_PROBLEM STATEMENT_:
Where the listing below reaches the line containing "Target: small distant boat", start writing out lines exactly, and stop once the line containing "Each returned marker MUST sit on an instance of the shrub" has been written.
[Opening EXCERPTED RECORDS section]
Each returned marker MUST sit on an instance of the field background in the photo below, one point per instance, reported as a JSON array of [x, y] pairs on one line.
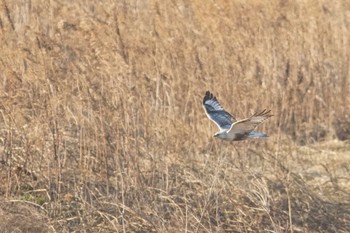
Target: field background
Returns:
[[102, 128]]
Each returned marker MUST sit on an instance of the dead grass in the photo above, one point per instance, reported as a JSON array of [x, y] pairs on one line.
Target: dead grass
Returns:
[[102, 129]]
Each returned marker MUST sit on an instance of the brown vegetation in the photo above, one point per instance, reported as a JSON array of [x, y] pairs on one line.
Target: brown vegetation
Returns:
[[102, 129]]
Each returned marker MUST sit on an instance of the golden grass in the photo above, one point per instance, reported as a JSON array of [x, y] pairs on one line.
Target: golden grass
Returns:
[[102, 129]]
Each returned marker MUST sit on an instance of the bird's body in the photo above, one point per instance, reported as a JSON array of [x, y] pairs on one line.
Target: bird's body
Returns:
[[230, 128]]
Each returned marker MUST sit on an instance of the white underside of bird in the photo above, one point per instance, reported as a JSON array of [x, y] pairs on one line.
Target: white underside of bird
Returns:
[[230, 129]]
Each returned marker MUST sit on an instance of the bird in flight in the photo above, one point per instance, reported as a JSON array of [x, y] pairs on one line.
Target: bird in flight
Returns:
[[230, 128]]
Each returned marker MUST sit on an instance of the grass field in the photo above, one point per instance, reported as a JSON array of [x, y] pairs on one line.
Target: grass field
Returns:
[[102, 128]]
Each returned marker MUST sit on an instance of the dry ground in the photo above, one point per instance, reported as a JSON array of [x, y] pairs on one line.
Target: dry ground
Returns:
[[102, 129]]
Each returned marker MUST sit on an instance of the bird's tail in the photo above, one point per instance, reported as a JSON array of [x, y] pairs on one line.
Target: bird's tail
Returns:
[[256, 135]]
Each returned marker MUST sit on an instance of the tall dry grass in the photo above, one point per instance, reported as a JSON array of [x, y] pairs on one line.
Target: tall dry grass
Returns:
[[102, 128]]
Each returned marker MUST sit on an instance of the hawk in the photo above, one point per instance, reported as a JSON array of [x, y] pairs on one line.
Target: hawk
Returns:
[[230, 128]]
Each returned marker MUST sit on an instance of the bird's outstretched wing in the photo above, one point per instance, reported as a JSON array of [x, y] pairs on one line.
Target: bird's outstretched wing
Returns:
[[216, 113], [244, 127]]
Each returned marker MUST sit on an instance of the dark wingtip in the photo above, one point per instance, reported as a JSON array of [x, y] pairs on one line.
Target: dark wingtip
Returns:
[[208, 96]]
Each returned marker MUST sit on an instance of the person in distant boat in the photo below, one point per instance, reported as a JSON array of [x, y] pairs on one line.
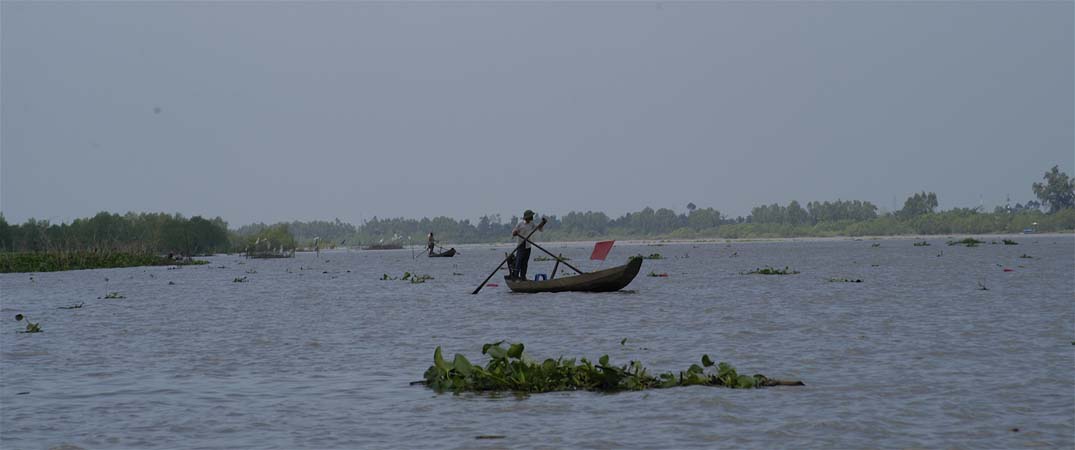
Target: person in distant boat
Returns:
[[522, 251]]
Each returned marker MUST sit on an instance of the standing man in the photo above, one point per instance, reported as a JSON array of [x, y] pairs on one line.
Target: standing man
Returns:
[[522, 251]]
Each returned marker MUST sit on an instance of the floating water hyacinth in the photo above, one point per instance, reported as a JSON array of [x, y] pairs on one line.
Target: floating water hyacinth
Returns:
[[510, 369], [30, 327], [770, 271], [414, 278], [970, 242], [650, 257]]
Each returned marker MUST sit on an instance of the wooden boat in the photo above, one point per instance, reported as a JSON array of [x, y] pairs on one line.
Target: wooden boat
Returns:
[[606, 280], [446, 253]]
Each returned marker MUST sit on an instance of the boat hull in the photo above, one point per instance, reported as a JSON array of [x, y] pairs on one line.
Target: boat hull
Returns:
[[606, 280]]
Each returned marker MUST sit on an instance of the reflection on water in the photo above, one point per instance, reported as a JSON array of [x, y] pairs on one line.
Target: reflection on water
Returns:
[[319, 352]]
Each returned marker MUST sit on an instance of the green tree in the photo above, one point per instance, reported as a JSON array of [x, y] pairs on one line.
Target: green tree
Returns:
[[918, 204], [1058, 191]]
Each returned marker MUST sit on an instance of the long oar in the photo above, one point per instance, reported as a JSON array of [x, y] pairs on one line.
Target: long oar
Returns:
[[554, 256], [502, 263]]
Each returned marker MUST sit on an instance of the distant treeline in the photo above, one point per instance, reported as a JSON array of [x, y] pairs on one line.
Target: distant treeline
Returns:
[[130, 233], [851, 218], [173, 233]]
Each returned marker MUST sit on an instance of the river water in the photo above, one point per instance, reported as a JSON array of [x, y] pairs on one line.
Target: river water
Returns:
[[318, 351]]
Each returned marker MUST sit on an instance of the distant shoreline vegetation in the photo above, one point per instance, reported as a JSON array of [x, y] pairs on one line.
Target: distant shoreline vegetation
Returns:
[[56, 261], [163, 234]]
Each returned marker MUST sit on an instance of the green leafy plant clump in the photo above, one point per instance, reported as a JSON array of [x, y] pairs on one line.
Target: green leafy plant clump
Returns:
[[511, 369], [650, 257], [771, 271], [970, 242], [55, 261], [414, 278], [30, 327]]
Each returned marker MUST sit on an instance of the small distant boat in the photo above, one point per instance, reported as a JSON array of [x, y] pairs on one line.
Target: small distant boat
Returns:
[[606, 280], [446, 253]]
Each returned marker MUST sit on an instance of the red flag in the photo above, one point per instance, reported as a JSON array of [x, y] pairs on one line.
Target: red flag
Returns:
[[601, 249]]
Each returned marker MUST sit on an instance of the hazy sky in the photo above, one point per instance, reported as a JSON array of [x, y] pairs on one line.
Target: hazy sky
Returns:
[[269, 111]]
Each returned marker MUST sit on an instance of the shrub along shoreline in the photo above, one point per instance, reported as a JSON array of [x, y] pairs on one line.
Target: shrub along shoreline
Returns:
[[56, 261]]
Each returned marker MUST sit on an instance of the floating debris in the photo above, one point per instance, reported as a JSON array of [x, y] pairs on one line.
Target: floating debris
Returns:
[[770, 271], [414, 278], [970, 242], [510, 369], [650, 257], [30, 328]]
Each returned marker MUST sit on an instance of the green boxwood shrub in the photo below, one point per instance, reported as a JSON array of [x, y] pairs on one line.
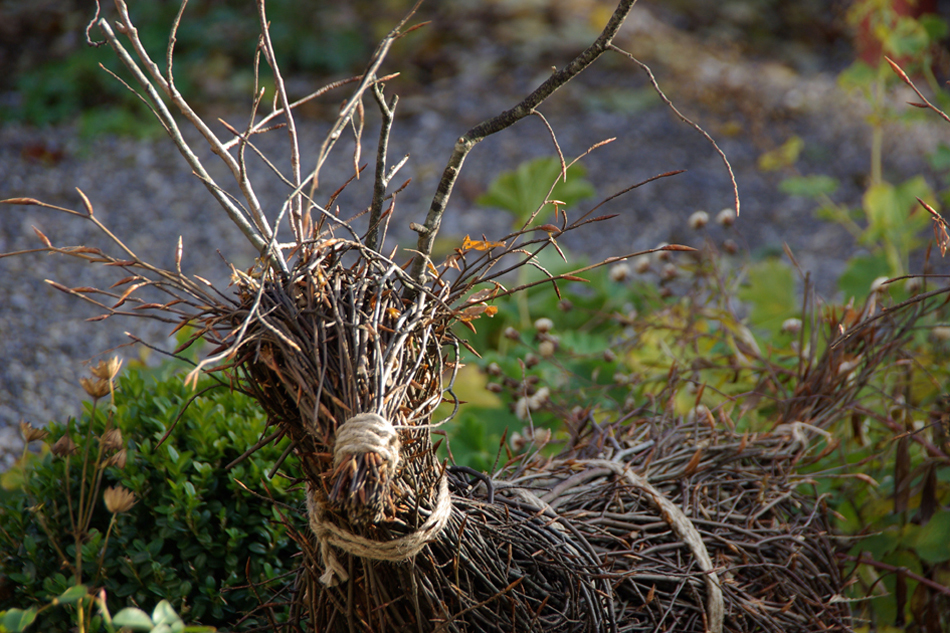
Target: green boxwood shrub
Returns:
[[195, 536]]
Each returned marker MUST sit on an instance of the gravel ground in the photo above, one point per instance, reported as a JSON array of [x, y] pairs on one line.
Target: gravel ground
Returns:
[[145, 194]]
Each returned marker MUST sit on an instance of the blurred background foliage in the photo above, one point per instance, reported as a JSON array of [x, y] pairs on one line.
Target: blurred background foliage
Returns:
[[49, 75]]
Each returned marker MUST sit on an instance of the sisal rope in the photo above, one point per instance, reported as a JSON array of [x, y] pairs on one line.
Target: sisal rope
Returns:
[[365, 433]]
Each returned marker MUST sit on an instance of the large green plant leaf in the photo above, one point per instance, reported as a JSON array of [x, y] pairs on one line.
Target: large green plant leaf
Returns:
[[771, 293], [522, 191]]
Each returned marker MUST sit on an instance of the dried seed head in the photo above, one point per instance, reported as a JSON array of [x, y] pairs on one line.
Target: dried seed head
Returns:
[[517, 442], [107, 369], [662, 256], [118, 460], [111, 440], [641, 264], [941, 333], [64, 446], [543, 325], [538, 398], [96, 389], [620, 272], [118, 499], [540, 435], [521, 408], [547, 348], [698, 220], [726, 217], [31, 433]]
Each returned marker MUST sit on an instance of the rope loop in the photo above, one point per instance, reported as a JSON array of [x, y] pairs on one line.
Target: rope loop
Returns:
[[364, 433]]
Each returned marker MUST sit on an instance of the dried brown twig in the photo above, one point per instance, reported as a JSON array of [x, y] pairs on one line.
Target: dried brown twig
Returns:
[[351, 354]]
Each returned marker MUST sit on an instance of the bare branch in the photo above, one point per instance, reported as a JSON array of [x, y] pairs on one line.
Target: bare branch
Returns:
[[465, 144], [684, 119], [368, 78], [387, 111], [126, 27], [296, 205]]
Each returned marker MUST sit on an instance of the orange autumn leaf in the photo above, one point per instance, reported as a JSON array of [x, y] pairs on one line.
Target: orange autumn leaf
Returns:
[[473, 312]]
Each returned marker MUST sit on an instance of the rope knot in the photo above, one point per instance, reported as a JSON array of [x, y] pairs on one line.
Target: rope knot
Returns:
[[367, 433]]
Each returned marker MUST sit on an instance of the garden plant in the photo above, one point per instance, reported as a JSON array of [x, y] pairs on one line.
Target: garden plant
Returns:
[[697, 448]]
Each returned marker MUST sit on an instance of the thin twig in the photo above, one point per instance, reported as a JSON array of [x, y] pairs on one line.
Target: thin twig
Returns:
[[430, 229]]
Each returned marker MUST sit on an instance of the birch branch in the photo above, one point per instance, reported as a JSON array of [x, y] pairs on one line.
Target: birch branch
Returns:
[[428, 231]]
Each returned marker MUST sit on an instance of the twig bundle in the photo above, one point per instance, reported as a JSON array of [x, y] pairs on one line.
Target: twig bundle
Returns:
[Closing EXCERPTED RECORDS section]
_RESPONSE TO THIS TASK_:
Target: small distant boat
Returns:
[[606, 280], [446, 253]]
Each returned marker MUST sit on an instance of the red flag in the photo above, one point per instance, reported as a JSON array of [x, y] pairs on one line.
Target: red flag
Returns:
[[601, 249]]
Each returned marker MUST sit on an instance of the hazy sky in the photo above, one point per instance, reported as a JSON array of [x, y] pairs on one line.
Target: hazy sky
Returns:
[[269, 111]]
Each returned marker MUST sit on an instance of the shrub along shoreline in the photo above, one point per instance, reported as a JSON array of [x, y] pairs on one line.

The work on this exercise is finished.